GIVEN INSTRUCTION:
Rewrite the listing from its beginning through the line containing "xmin=251 ymin=230 xmax=297 ymax=268", both ends included, with "decorative pillow" changed to "throw pillow" and everything else left as it is. Omit the pictures from your answer.

DATASET ENTRIES:

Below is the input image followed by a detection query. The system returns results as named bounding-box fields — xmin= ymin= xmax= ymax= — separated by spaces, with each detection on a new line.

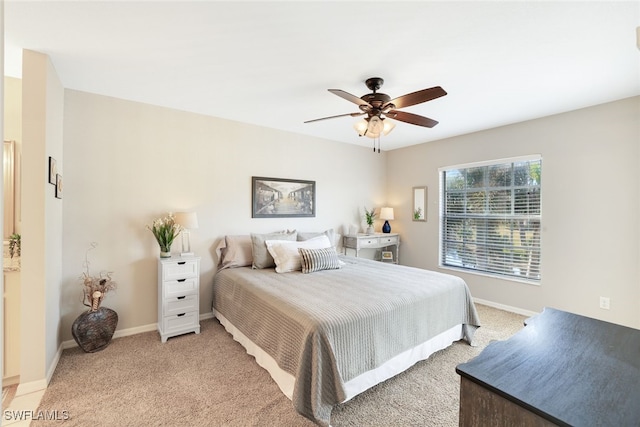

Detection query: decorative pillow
xmin=216 ymin=235 xmax=253 ymax=270
xmin=266 ymin=235 xmax=331 ymax=273
xmin=298 ymin=247 xmax=344 ymax=274
xmin=298 ymin=228 xmax=337 ymax=246
xmin=251 ymin=230 xmax=297 ymax=268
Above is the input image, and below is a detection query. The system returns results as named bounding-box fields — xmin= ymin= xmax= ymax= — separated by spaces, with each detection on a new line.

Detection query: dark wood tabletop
xmin=456 ymin=308 xmax=640 ymax=426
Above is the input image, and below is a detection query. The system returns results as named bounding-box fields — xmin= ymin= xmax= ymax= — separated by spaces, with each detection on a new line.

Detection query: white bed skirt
xmin=213 ymin=310 xmax=463 ymax=402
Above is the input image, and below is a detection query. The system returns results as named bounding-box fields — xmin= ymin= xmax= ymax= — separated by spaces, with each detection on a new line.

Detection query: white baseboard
xmin=473 ymin=298 xmax=540 ymax=317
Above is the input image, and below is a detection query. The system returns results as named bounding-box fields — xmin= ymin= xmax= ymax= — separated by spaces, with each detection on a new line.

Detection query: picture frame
xmin=56 ymin=174 xmax=62 ymax=199
xmin=251 ymin=176 xmax=316 ymax=218
xmin=412 ymin=185 xmax=427 ymax=222
xmin=49 ymin=156 xmax=58 ymax=185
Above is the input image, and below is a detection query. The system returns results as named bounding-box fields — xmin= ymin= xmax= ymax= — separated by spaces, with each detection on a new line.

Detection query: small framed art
xmin=49 ymin=157 xmax=58 ymax=185
xmin=251 ymin=176 xmax=316 ymax=218
xmin=56 ymin=174 xmax=62 ymax=199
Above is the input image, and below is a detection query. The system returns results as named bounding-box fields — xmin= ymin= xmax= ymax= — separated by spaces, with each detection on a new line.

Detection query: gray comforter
xmin=213 ymin=257 xmax=480 ymax=425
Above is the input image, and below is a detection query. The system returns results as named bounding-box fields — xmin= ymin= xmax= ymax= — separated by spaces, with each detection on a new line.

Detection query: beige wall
xmin=4 ymin=77 xmax=22 ymax=141
xmin=387 ymin=97 xmax=640 ymax=328
xmin=61 ymin=90 xmax=386 ymax=340
xmin=19 ymin=50 xmax=64 ymax=392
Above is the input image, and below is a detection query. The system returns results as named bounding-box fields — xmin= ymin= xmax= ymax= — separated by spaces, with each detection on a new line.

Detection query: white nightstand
xmin=158 ymin=256 xmax=200 ymax=342
xmin=343 ymin=233 xmax=400 ymax=264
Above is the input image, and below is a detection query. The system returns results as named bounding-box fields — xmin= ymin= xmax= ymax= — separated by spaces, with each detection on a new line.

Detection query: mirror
xmin=413 ymin=187 xmax=427 ymax=221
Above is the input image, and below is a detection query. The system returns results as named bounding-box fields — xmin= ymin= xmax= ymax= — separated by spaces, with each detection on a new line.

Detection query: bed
xmin=213 ymin=232 xmax=480 ymax=425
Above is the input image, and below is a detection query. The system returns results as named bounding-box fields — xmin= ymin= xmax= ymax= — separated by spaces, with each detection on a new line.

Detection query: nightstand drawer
xmin=164 ymin=294 xmax=198 ymax=316
xmin=360 ymin=237 xmax=380 ymax=248
xmin=163 ymin=277 xmax=198 ymax=298
xmin=162 ymin=311 xmax=198 ymax=334
xmin=379 ymin=236 xmax=399 ymax=245
xmin=163 ymin=260 xmax=198 ymax=280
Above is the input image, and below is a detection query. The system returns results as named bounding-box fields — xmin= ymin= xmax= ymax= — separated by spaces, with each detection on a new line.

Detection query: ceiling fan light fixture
xmin=353 ymin=116 xmax=396 ymax=138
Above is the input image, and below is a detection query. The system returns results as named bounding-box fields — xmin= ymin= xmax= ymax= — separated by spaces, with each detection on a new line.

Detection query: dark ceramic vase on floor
xmin=71 ymin=307 xmax=118 ymax=353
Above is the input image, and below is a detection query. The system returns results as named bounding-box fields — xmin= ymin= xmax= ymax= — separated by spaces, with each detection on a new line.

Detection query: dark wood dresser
xmin=456 ymin=308 xmax=640 ymax=427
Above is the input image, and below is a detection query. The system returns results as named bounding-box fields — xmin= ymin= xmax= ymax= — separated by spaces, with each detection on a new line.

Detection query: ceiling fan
xmin=305 ymin=77 xmax=447 ymax=151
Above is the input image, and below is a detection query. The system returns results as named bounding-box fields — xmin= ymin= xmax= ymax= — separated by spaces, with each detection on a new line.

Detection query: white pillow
xmin=265 ymin=235 xmax=331 ymax=273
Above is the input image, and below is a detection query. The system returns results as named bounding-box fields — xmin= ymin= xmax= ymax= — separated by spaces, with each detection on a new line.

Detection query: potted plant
xmin=71 ymin=243 xmax=118 ymax=353
xmin=147 ymin=212 xmax=182 ymax=258
xmin=413 ymin=207 xmax=422 ymax=219
xmin=364 ymin=206 xmax=376 ymax=234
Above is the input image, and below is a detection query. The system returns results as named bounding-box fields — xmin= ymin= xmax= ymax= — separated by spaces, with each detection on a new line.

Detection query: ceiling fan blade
xmin=327 ymin=89 xmax=371 ymax=107
xmin=385 ymin=110 xmax=438 ymax=128
xmin=305 ymin=112 xmax=365 ymax=123
xmin=383 ymin=86 xmax=447 ymax=109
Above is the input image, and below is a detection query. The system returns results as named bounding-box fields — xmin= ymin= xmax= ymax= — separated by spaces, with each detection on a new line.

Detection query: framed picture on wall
xmin=49 ymin=157 xmax=58 ymax=185
xmin=251 ymin=176 xmax=316 ymax=218
xmin=56 ymin=174 xmax=62 ymax=199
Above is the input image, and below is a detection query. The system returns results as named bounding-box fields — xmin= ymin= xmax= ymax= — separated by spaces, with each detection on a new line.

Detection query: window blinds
xmin=440 ymin=156 xmax=542 ymax=281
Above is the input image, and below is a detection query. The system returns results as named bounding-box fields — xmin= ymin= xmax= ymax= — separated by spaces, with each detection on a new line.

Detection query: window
xmin=440 ymin=156 xmax=542 ymax=282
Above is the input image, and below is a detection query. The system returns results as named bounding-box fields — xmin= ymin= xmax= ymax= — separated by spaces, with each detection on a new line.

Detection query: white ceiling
xmin=4 ymin=0 xmax=640 ymax=150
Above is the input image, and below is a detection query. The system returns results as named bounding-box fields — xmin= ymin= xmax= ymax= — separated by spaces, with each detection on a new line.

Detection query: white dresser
xmin=158 ymin=256 xmax=200 ymax=342
xmin=343 ymin=233 xmax=400 ymax=264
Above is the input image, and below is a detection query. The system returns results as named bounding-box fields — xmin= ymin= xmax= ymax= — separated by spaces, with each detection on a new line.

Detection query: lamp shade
xmin=353 ymin=116 xmax=396 ymax=138
xmin=380 ymin=208 xmax=393 ymax=219
xmin=175 ymin=212 xmax=198 ymax=230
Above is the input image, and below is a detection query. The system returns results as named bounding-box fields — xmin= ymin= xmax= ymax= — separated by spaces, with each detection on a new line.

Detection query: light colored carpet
xmin=37 ymin=305 xmax=525 ymax=427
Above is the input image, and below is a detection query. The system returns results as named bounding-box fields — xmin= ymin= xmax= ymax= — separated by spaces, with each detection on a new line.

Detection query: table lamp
xmin=380 ymin=208 xmax=393 ymax=233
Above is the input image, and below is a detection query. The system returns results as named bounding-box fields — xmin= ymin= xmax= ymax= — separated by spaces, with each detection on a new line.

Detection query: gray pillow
xmin=297 ymin=228 xmax=336 ymax=246
xmin=251 ymin=230 xmax=298 ymax=268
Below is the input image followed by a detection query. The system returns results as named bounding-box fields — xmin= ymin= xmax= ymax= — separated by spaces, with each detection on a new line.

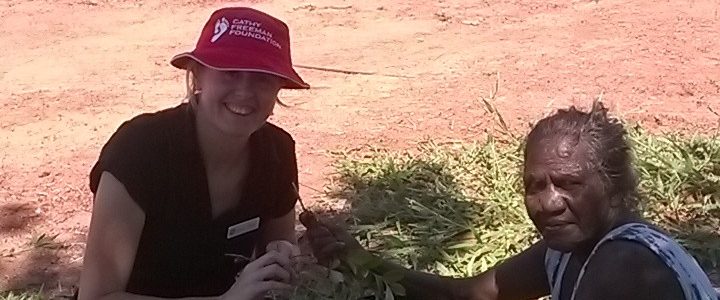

EXERCISE SOLUTION:
Below is the input image followed by a detection query. The system returns results as named bounding-box fields — xmin= ymin= xmax= ymax= — separated by spaces, with each detection on a new line.


Detection query: throw pillow
xmin=216 ymin=235 xmax=253 ymax=270
xmin=266 ymin=235 xmax=331 ymax=273
xmin=298 ymin=247 xmax=344 ymax=274
xmin=298 ymin=228 xmax=337 ymax=246
xmin=251 ymin=230 xmax=297 ymax=268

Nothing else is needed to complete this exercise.